* EXERCISE BRIEF: Rewrite the data with every "metal bar" changed to "steel rod", leaving everything else as it is. Omit the pictures from your answer.

____________

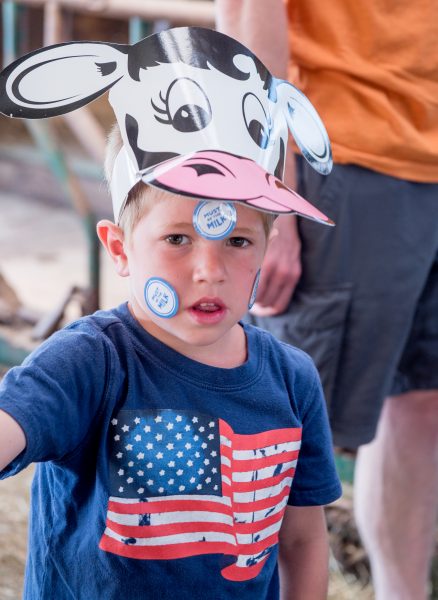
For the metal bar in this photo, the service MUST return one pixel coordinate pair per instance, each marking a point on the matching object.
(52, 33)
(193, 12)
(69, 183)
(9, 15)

____________

* EXPECTED OUTPUT:
For the steel rod in this photo, the service MUST return one pixel coordinate pair per instance, each marking a point on the matching object.
(52, 33)
(193, 12)
(69, 183)
(9, 15)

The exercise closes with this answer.